**GIVEN REQUEST**
Beginning with the line where "Question. Point out every instance of the red tomato" appears, retype every remaining line of the data below, both the first and last included.
===== PROVIDED ENTRIES =====
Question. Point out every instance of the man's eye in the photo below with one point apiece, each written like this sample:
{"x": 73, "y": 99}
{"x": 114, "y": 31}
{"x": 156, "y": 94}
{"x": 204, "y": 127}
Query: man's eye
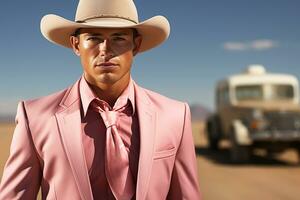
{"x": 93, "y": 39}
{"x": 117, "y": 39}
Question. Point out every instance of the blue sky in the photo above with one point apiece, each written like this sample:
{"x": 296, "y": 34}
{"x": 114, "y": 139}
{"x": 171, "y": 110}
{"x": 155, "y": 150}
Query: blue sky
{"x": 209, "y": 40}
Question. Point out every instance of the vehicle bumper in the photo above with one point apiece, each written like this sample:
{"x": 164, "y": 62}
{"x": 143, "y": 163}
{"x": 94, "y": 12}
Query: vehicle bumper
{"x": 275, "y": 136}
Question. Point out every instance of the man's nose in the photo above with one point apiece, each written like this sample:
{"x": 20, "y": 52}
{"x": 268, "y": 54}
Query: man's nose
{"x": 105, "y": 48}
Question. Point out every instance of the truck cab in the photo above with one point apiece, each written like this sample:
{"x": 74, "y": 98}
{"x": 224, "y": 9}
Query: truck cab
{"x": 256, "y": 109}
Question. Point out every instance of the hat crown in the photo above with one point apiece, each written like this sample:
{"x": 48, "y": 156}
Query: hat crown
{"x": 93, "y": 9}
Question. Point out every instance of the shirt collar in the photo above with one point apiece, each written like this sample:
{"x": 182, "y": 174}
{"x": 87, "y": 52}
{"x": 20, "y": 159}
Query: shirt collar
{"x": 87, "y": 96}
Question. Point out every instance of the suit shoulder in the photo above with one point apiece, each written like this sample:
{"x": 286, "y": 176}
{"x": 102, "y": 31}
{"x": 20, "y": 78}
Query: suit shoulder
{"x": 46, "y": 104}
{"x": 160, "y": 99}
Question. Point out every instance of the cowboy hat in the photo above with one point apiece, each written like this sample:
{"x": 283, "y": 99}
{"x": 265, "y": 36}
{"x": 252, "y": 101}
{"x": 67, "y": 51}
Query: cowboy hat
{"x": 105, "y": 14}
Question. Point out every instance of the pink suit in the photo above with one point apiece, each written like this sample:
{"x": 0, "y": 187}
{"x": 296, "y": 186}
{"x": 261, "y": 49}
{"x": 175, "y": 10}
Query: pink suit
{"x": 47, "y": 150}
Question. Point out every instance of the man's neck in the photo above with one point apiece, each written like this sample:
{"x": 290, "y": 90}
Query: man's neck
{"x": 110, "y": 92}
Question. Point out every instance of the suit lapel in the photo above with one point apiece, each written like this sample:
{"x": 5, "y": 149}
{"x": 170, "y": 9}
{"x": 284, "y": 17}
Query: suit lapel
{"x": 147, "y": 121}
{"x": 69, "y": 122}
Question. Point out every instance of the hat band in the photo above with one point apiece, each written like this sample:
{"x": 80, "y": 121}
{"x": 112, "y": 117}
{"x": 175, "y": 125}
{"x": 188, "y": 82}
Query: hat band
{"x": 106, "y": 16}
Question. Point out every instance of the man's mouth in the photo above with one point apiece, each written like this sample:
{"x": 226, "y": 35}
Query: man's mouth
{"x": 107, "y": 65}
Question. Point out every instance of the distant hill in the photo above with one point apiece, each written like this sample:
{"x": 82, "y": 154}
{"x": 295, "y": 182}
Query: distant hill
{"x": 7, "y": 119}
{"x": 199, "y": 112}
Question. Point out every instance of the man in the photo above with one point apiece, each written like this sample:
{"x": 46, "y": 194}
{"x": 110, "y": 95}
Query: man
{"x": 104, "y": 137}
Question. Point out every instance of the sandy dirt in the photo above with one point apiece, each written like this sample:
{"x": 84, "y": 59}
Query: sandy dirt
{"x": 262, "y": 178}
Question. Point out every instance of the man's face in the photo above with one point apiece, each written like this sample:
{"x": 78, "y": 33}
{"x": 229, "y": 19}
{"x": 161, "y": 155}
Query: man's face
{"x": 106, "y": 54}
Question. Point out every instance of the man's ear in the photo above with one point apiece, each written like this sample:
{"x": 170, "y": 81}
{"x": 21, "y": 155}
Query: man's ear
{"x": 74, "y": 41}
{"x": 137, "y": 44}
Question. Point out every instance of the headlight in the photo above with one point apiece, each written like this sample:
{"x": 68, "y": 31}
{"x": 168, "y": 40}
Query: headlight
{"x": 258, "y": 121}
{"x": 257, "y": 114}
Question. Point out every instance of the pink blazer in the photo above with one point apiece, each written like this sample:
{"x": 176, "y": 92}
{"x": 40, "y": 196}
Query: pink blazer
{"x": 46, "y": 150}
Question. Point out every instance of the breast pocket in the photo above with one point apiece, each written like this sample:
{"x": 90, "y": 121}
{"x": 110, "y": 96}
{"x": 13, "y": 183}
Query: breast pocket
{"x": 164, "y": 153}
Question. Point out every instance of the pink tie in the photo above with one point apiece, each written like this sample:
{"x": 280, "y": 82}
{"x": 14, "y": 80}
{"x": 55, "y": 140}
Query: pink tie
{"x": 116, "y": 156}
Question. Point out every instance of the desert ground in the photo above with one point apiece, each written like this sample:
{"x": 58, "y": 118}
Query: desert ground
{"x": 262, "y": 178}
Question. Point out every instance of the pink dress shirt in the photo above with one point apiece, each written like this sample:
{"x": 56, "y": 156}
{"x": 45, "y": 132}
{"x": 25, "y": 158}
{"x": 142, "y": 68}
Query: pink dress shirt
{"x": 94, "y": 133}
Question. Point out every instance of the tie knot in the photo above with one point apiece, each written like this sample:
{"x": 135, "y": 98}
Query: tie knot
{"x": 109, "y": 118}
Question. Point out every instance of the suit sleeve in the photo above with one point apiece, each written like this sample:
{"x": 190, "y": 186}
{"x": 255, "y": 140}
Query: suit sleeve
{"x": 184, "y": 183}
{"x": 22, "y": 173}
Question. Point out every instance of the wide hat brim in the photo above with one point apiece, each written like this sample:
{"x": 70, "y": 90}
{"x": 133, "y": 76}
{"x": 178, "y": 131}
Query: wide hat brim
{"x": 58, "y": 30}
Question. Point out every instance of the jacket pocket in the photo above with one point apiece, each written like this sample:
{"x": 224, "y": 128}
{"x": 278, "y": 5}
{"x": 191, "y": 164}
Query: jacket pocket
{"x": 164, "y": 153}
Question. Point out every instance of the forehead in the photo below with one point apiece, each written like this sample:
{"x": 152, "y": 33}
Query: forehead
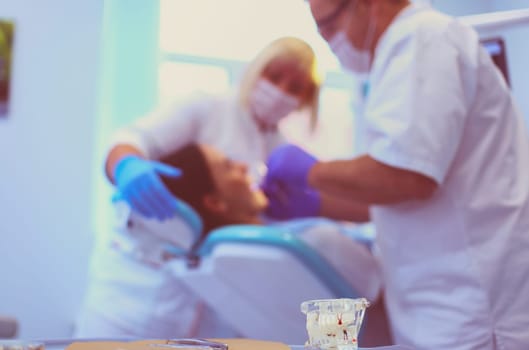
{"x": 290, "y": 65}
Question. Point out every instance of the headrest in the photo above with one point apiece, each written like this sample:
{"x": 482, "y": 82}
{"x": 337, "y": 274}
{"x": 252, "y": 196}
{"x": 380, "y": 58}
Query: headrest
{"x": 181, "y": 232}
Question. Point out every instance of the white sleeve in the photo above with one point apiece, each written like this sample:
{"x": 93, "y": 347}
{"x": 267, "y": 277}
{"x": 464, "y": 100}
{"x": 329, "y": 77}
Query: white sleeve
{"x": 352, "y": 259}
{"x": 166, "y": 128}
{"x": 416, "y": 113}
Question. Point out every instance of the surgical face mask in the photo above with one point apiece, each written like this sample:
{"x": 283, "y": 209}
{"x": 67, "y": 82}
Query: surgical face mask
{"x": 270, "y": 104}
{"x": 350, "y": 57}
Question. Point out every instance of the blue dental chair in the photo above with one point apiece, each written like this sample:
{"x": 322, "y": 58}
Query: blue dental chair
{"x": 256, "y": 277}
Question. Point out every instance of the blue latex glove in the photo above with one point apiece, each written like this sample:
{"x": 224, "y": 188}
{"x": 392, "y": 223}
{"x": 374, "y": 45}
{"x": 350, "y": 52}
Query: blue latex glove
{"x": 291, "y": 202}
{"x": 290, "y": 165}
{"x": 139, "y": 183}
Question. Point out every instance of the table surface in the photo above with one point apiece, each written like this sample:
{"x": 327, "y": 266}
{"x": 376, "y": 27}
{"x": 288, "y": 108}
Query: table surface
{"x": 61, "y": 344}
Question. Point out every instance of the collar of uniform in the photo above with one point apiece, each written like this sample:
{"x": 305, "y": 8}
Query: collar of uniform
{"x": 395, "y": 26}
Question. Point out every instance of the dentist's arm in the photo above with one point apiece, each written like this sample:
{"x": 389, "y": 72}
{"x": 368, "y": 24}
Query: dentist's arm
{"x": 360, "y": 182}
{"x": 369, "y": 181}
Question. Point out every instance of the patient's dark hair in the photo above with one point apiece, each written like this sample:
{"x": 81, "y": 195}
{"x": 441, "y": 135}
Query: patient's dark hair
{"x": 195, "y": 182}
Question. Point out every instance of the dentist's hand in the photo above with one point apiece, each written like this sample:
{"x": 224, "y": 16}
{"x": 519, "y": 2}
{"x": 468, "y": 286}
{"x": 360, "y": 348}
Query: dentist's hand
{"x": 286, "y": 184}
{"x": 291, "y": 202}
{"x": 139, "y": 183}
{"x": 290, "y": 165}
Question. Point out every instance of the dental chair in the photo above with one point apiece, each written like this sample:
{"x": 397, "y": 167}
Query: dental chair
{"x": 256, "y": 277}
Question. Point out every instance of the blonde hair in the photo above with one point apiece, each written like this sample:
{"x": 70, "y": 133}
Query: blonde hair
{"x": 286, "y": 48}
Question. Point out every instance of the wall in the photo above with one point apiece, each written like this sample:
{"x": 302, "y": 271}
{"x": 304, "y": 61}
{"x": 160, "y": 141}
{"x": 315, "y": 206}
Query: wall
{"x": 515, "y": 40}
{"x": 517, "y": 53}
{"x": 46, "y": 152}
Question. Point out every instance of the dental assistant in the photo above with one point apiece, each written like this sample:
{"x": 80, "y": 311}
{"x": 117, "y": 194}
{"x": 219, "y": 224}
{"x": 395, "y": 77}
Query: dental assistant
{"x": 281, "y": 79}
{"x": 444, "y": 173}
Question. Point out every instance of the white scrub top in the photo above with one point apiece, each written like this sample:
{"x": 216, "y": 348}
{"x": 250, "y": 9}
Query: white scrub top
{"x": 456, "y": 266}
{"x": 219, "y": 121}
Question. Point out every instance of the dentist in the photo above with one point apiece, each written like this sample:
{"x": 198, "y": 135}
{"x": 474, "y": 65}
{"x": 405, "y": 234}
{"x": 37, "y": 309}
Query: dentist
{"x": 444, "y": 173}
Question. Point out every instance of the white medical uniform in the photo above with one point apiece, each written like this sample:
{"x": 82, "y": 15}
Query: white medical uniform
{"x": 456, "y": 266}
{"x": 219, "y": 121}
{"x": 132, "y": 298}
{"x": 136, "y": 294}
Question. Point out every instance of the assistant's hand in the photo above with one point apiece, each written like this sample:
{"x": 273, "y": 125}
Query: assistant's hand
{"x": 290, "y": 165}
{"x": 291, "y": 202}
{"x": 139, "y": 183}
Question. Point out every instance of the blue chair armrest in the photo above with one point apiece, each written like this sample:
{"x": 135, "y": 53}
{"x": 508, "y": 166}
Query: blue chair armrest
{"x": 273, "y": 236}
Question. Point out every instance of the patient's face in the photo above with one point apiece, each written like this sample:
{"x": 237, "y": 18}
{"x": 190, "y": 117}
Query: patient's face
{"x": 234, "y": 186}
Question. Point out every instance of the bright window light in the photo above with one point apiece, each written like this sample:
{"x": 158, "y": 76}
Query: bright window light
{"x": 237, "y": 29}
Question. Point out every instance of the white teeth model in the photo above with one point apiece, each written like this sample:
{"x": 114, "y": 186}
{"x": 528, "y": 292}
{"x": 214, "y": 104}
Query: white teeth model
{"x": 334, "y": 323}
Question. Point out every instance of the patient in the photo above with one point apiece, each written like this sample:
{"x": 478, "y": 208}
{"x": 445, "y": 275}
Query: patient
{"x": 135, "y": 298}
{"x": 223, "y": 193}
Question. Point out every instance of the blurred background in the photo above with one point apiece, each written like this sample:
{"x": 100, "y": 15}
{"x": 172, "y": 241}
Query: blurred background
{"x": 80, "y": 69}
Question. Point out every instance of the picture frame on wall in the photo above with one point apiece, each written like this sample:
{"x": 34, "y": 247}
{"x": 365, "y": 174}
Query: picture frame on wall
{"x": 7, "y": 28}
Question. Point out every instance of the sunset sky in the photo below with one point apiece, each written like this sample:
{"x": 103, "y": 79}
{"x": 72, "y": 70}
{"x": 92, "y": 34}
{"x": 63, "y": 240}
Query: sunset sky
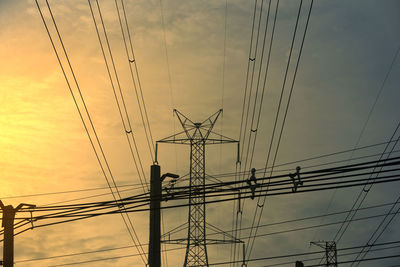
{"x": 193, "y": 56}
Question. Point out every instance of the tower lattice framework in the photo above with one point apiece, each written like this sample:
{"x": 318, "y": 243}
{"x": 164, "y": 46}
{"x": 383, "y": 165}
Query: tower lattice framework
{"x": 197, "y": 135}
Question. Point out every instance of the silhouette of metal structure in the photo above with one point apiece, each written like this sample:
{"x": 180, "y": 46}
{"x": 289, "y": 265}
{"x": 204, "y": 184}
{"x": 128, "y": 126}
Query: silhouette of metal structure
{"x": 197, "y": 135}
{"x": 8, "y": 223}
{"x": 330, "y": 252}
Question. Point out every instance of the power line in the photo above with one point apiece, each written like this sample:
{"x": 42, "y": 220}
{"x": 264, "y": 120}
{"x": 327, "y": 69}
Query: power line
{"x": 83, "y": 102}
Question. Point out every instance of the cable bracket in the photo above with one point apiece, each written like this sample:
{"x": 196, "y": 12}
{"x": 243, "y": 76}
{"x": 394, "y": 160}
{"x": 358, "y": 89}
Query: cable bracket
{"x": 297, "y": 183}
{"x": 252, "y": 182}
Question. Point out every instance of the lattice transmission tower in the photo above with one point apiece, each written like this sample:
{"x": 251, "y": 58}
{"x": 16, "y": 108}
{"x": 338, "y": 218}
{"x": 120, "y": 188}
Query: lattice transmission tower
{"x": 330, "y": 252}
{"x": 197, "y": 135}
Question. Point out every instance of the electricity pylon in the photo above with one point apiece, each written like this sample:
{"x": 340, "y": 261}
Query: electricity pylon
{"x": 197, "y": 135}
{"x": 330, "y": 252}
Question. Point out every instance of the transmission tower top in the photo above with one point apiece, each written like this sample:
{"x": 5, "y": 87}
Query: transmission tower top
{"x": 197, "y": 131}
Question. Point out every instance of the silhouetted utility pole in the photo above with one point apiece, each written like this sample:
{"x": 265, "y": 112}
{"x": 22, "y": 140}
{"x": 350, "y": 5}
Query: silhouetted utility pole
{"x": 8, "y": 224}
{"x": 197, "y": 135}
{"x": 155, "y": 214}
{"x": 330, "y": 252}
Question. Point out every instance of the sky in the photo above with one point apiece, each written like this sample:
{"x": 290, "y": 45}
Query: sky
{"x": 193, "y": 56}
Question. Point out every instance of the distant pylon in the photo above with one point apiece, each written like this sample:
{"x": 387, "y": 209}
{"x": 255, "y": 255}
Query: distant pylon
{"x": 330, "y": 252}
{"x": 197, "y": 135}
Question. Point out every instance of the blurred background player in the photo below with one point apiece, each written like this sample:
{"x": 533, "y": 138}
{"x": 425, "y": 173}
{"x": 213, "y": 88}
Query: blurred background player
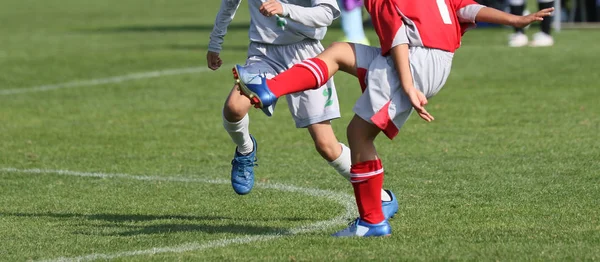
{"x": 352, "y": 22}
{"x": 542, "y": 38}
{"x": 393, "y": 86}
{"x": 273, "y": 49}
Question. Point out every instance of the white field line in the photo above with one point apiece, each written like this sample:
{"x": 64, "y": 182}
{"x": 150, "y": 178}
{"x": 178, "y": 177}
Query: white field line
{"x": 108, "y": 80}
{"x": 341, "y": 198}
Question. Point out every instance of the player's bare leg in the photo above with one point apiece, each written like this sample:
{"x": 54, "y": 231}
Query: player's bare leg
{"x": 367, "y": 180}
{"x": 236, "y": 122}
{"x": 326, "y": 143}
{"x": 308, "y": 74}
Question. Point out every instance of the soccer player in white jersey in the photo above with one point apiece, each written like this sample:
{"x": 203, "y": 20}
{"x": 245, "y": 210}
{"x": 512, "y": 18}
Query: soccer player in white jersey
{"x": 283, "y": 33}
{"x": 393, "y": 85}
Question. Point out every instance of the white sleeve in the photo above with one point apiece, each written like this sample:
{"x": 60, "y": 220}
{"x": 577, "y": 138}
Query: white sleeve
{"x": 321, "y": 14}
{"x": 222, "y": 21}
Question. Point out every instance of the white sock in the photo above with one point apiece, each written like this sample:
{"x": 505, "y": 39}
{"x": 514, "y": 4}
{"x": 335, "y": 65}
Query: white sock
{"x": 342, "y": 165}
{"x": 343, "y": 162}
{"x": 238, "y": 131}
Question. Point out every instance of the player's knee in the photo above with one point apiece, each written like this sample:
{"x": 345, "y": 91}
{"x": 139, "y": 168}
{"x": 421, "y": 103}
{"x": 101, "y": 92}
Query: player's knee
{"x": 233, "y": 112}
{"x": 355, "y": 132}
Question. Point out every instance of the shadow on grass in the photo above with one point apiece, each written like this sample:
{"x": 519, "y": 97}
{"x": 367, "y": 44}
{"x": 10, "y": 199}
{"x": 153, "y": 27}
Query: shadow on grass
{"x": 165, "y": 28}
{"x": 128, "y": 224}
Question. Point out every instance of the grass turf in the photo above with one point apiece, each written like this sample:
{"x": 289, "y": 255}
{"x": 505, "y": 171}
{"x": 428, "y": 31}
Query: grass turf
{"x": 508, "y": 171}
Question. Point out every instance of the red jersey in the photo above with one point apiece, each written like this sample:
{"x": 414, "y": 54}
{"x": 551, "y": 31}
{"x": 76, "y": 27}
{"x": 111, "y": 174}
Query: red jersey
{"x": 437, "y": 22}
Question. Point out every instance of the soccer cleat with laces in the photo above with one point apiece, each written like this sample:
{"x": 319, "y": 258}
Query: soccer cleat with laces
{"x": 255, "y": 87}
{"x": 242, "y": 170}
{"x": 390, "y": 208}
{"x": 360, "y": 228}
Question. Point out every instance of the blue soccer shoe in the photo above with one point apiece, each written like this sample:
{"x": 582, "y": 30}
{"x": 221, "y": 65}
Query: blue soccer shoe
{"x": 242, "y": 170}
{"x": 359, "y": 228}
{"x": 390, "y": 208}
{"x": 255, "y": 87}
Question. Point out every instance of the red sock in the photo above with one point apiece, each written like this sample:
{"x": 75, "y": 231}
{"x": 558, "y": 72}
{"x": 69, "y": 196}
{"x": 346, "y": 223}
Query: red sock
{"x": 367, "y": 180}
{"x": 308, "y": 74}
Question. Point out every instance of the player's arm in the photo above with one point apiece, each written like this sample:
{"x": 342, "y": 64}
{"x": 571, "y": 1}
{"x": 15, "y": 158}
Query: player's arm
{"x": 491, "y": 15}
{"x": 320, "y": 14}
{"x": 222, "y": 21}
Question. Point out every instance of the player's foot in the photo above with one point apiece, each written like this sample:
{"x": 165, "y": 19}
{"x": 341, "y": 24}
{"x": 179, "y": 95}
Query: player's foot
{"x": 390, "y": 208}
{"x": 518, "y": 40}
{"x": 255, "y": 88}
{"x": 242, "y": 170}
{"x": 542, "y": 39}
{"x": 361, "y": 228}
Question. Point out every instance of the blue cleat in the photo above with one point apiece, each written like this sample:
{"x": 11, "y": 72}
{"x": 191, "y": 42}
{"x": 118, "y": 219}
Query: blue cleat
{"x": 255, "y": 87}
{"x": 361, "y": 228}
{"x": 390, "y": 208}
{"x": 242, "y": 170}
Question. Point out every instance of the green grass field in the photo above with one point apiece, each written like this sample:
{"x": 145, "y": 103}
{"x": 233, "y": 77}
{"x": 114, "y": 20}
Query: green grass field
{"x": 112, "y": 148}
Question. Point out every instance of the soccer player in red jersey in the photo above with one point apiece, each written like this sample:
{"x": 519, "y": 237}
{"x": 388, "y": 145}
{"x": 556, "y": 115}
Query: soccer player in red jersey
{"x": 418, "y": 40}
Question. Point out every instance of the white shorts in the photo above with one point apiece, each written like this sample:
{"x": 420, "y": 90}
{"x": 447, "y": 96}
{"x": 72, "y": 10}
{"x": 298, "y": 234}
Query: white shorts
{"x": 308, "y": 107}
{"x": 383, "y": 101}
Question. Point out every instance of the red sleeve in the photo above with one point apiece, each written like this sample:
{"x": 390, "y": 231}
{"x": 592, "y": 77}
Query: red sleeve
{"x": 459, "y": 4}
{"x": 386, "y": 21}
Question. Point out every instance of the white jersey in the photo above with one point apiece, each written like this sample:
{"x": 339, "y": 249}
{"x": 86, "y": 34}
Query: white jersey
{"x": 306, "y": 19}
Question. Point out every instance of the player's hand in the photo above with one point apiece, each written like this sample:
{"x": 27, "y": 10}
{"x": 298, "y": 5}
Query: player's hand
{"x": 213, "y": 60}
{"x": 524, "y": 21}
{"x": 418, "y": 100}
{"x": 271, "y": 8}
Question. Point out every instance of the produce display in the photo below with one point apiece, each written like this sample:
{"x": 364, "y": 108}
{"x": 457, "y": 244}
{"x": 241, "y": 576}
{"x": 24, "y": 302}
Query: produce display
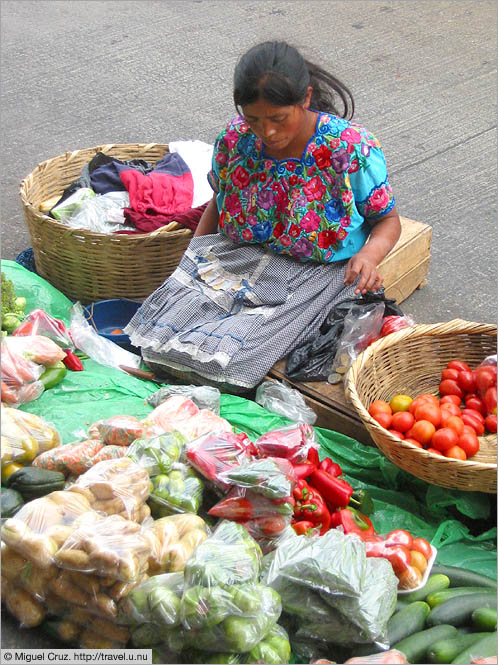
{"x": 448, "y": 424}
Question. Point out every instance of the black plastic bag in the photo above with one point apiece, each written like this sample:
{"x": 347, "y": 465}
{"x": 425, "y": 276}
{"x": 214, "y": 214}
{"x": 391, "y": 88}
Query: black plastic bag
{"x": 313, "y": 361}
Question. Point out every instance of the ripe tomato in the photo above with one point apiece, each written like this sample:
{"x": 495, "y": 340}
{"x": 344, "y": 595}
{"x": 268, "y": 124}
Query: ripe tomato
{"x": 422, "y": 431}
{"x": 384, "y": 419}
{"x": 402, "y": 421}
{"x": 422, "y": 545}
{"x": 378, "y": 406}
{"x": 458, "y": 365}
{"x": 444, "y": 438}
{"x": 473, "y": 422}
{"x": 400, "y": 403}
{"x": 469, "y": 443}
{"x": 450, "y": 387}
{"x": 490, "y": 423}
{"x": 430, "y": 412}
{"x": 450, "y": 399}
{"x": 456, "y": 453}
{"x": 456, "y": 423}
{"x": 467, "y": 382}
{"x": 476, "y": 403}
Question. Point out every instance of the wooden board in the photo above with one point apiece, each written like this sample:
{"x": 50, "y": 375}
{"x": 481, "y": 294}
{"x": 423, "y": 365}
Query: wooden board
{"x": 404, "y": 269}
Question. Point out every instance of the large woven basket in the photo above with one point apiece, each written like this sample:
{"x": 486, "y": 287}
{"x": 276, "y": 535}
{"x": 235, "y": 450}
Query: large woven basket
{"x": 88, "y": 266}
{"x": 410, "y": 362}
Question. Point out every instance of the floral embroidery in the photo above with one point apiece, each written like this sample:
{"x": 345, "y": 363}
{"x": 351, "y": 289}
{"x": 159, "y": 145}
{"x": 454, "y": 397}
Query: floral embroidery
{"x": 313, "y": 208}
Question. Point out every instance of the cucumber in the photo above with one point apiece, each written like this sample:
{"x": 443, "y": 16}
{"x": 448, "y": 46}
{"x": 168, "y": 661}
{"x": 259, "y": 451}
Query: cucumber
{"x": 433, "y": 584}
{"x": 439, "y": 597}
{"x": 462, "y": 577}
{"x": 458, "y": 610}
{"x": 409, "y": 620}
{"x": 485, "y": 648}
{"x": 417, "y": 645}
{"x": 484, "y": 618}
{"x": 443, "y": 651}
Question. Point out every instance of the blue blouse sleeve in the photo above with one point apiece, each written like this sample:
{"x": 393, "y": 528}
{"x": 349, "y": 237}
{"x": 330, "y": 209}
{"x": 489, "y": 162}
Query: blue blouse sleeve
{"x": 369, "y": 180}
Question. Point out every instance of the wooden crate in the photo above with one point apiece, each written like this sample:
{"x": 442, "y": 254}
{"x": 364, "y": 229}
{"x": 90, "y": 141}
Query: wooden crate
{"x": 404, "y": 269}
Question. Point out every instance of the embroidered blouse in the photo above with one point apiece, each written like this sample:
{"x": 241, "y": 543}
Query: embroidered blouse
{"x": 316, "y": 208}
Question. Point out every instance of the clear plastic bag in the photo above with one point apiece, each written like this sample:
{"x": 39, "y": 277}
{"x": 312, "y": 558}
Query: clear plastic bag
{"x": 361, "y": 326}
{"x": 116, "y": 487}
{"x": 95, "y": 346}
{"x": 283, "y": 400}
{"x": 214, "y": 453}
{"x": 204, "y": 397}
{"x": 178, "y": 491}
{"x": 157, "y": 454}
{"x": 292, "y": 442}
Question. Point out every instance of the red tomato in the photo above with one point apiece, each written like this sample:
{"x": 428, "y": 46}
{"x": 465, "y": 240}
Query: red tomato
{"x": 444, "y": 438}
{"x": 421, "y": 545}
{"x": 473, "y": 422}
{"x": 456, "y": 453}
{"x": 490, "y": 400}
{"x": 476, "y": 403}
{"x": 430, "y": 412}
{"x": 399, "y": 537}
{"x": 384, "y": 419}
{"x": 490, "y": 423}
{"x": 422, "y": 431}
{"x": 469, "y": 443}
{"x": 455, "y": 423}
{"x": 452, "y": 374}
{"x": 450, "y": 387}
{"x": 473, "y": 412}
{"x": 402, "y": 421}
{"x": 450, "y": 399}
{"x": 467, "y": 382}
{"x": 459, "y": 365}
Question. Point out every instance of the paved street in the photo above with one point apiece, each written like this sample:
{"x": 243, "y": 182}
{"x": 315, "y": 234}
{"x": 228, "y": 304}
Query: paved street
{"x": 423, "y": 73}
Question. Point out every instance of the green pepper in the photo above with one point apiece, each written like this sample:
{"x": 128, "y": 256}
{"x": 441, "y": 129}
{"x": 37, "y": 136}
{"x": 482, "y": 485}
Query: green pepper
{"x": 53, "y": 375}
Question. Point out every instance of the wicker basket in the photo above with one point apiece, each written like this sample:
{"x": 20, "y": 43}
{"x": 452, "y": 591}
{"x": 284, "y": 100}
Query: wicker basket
=====
**CORRECT OUTPUT**
Question. Point out every instance of the red tomato in the photo above with one point apiece, each written like this sample:
{"x": 428, "y": 46}
{"x": 465, "y": 240}
Query: red tomato
{"x": 444, "y": 438}
{"x": 421, "y": 545}
{"x": 473, "y": 422}
{"x": 456, "y": 453}
{"x": 490, "y": 400}
{"x": 476, "y": 403}
{"x": 430, "y": 412}
{"x": 399, "y": 537}
{"x": 384, "y": 419}
{"x": 490, "y": 423}
{"x": 422, "y": 431}
{"x": 469, "y": 443}
{"x": 455, "y": 423}
{"x": 452, "y": 374}
{"x": 450, "y": 387}
{"x": 473, "y": 412}
{"x": 402, "y": 421}
{"x": 450, "y": 399}
{"x": 467, "y": 382}
{"x": 459, "y": 365}
Question. Point out every instance of the paved street in the photo above with one point apiece, each written like this sample:
{"x": 243, "y": 182}
{"x": 315, "y": 234}
{"x": 228, "y": 304}
Query: paved street
{"x": 423, "y": 73}
Question. Point out every instance of the green pepper in the photo above with one point apiece, each written like this sample:
{"x": 128, "y": 256}
{"x": 441, "y": 129}
{"x": 37, "y": 136}
{"x": 482, "y": 485}
Query: green pepper
{"x": 53, "y": 375}
Question. Point out every instance of the wicker basket in the photo above with one point apiece, each written like this sample:
{"x": 20, "y": 43}
{"x": 452, "y": 591}
{"x": 284, "y": 100}
Query: wicker basket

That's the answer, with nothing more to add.